Rewrite the rows from the line with "We need ground-truth boxes for green metal" up to and including the line with "[0,810,224,943]", changing "falling leaf" to "drifting leaf" and leaving all else unchanged.

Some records

::::::::::

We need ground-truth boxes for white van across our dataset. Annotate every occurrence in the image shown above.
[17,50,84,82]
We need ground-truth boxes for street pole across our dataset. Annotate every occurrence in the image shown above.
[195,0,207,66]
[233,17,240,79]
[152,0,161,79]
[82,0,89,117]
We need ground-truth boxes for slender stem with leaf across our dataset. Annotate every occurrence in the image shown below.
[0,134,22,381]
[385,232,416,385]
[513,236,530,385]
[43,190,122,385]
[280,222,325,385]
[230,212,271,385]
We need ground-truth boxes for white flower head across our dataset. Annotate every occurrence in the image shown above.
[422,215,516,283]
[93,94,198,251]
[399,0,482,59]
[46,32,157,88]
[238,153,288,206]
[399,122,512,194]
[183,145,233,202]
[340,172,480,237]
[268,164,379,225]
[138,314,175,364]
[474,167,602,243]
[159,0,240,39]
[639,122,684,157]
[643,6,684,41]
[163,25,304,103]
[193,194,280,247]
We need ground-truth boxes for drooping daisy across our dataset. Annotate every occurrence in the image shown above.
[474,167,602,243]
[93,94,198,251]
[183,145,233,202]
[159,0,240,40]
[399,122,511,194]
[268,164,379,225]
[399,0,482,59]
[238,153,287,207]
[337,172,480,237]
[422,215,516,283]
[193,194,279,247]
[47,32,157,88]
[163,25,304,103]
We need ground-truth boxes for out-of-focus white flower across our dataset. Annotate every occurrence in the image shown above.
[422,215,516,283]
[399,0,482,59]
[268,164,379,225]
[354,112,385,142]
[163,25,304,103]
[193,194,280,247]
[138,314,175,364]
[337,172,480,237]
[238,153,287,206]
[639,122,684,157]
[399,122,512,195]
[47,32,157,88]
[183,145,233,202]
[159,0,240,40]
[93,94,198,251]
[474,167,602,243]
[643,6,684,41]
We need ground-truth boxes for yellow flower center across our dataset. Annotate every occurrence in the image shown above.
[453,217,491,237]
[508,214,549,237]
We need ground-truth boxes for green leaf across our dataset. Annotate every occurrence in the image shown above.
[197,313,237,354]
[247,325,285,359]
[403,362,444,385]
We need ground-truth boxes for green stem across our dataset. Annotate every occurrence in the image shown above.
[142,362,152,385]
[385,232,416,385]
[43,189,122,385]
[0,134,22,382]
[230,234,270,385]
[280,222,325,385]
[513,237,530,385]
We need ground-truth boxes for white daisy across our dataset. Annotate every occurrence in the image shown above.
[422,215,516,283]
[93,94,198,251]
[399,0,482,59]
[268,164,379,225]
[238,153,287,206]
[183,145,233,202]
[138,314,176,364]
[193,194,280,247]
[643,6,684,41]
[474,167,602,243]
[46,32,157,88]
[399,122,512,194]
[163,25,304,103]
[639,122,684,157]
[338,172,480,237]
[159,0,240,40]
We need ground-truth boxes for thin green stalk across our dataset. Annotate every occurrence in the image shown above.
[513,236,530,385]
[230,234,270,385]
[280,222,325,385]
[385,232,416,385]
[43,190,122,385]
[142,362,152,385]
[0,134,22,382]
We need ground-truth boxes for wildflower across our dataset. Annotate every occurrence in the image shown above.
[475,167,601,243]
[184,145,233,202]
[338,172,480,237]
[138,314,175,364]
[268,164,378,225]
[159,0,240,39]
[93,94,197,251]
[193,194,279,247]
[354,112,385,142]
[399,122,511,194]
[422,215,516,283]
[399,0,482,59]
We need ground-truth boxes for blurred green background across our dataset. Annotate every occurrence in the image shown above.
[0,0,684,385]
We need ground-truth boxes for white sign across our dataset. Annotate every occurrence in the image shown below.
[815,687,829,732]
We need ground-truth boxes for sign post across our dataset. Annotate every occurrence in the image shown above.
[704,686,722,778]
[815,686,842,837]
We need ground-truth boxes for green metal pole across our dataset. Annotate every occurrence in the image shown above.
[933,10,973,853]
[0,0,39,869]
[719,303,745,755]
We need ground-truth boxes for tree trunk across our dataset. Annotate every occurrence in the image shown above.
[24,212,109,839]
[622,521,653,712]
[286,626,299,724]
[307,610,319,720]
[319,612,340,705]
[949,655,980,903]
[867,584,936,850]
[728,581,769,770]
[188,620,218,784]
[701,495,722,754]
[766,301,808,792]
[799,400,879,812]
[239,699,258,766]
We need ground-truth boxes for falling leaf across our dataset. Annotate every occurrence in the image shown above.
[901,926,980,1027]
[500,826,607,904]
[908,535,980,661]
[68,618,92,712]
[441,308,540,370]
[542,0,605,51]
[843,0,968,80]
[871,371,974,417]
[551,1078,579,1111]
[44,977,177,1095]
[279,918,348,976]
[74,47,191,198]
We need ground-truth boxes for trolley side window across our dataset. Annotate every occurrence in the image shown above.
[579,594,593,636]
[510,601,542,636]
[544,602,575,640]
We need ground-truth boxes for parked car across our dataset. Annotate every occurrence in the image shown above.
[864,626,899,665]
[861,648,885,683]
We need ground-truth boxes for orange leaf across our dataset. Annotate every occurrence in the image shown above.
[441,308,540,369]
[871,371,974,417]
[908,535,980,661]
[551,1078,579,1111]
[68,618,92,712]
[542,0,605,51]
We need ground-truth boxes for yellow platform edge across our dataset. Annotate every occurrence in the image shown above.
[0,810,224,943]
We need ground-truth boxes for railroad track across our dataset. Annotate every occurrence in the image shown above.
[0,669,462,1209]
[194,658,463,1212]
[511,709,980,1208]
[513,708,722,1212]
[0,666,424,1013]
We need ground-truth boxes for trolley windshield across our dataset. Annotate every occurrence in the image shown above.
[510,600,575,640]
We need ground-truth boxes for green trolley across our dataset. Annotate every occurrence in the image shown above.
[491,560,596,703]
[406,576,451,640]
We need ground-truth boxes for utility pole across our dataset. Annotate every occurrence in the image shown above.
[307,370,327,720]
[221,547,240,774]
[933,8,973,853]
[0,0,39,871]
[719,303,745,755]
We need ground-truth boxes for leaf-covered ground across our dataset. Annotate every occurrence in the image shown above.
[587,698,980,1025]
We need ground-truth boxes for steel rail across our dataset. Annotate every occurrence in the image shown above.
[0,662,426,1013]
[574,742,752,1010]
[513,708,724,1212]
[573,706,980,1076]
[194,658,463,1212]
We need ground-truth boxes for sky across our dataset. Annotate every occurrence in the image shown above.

::::::::::

> **RESULT OF THIS EXERCISE**:
We need ground-truth boxes for green metal pole across our dataset. Annotate every occurrence in the image shown above.
[933,10,973,853]
[0,0,39,869]
[719,303,745,755]
We need ground-truth boxes for tree trunk across our dataset. Annotate every occurrence in the image shown above.
[24,212,109,839]
[622,521,653,712]
[286,626,299,724]
[307,610,319,720]
[319,612,340,705]
[949,655,980,903]
[867,584,936,850]
[728,581,769,770]
[188,620,218,784]
[701,495,722,754]
[766,301,808,792]
[799,400,879,812]
[239,699,258,766]
We need ground-truth boxes for drifting leaf across our dataset. Annotate every occurrence in the image shown above.
[901,926,980,1027]
[500,826,607,904]
[908,535,980,661]
[68,618,92,712]
[441,308,540,370]
[542,0,605,51]
[843,0,968,80]
[871,371,974,417]
[551,1078,579,1111]
[44,977,177,1095]
[279,918,348,976]
[74,47,191,198]
We need ground-truth boxes for trolley side window across our dataset. Annotate every occurrence in the image shown above.
[579,594,593,636]
[510,601,542,636]
[544,602,575,640]
We need ground-truth boxes for parked car across our dataset. Annotate every occurrence in the image shown above.
[864,626,899,665]
[861,648,885,683]
We need ground-truth boxes for orange leaf across our dataset. Annotate every occurrence in the image shown above.
[441,308,540,369]
[871,371,974,417]
[908,535,980,661]
[551,1078,579,1111]
[68,618,92,712]
[542,0,605,51]
We need ground-truth boxes for yellow platform edge across our dataset. Annotate every occurrence in the image shown above.
[0,810,224,943]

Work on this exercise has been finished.